Work item:
A verbatim reproduction of the lines below, from the line containing "Point on each instance of the distant" through the line containing "Point on each instance of the hazy", both ends included, is the whole required output.

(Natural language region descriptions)
* * * * *

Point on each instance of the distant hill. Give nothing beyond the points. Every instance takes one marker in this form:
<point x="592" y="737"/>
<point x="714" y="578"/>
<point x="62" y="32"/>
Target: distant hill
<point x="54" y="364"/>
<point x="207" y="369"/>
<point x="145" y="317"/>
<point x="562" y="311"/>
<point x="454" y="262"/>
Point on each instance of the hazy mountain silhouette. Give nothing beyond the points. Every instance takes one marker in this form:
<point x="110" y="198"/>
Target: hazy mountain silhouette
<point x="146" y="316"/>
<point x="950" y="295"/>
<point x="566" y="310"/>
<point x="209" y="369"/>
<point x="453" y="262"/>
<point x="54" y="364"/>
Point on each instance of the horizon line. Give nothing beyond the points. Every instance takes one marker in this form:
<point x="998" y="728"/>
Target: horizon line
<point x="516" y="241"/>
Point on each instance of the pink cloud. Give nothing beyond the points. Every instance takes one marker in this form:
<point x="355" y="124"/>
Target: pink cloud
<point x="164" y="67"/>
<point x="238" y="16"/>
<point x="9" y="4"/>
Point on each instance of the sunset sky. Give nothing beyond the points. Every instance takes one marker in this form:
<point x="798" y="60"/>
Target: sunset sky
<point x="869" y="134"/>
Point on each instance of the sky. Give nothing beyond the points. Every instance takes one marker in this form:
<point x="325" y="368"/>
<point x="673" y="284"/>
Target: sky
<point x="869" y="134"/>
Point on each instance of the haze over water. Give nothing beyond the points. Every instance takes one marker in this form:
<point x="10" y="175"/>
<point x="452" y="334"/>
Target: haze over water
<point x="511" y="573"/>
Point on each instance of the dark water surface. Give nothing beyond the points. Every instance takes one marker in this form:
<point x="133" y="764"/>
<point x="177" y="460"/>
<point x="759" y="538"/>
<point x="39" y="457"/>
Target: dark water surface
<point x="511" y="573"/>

* * * * *

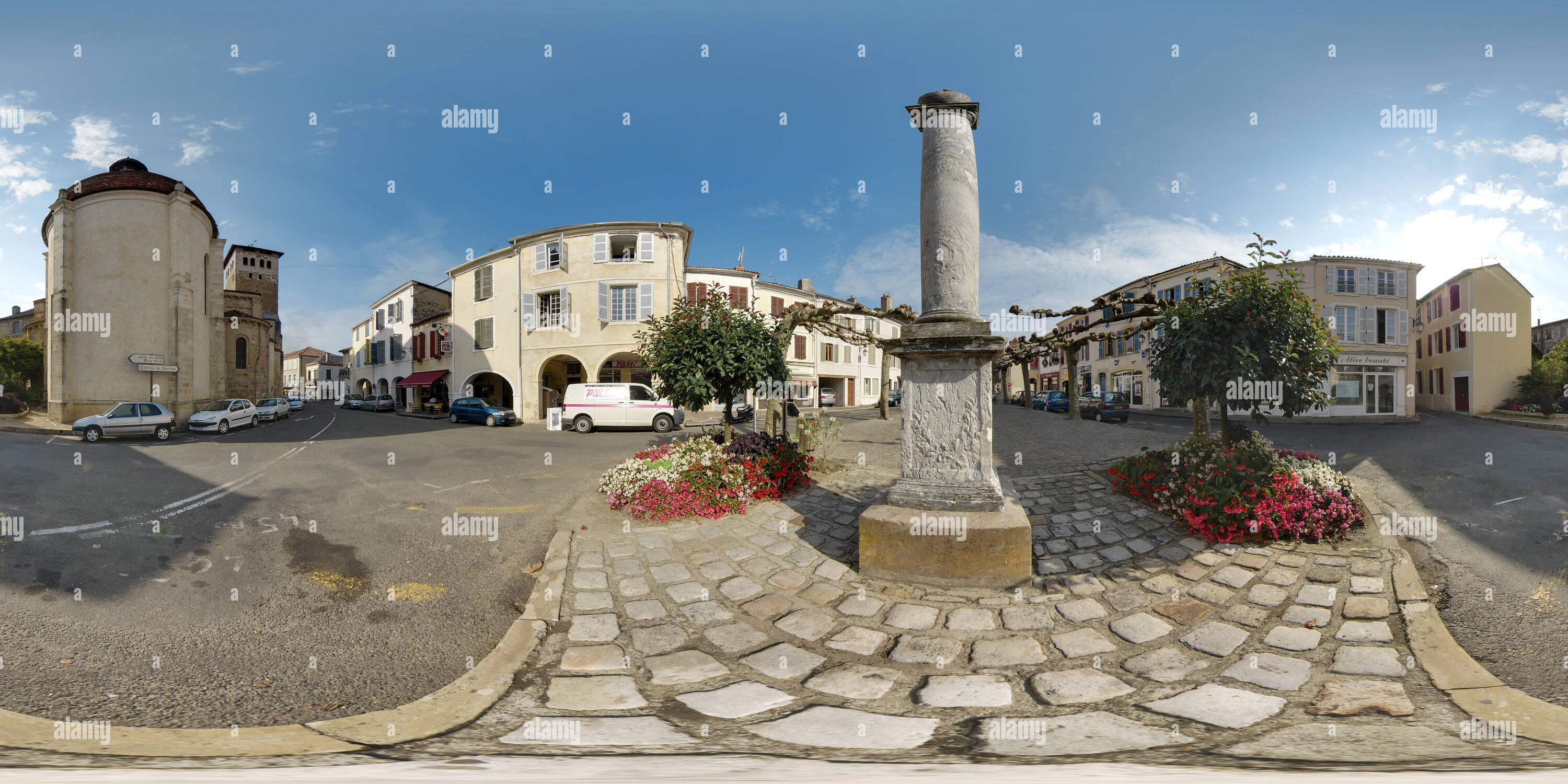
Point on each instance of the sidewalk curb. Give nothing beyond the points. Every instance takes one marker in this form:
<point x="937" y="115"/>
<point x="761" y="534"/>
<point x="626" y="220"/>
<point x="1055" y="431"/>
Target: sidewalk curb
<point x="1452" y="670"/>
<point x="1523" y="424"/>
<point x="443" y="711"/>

* * * * *

Result for this task:
Point on each instance of the distant hill. Give nothing beyond the points. Every instance takes one marker in this form:
<point x="592" y="737"/>
<point x="714" y="578"/>
<point x="62" y="32"/>
Target: distant hill
<point x="54" y="364"/>
<point x="207" y="369"/>
<point x="145" y="317"/>
<point x="562" y="311"/>
<point x="454" y="262"/>
Point on each instance of the hazy mountain silhouette. Give nothing beyond the points. Every instance takes one marker in this form:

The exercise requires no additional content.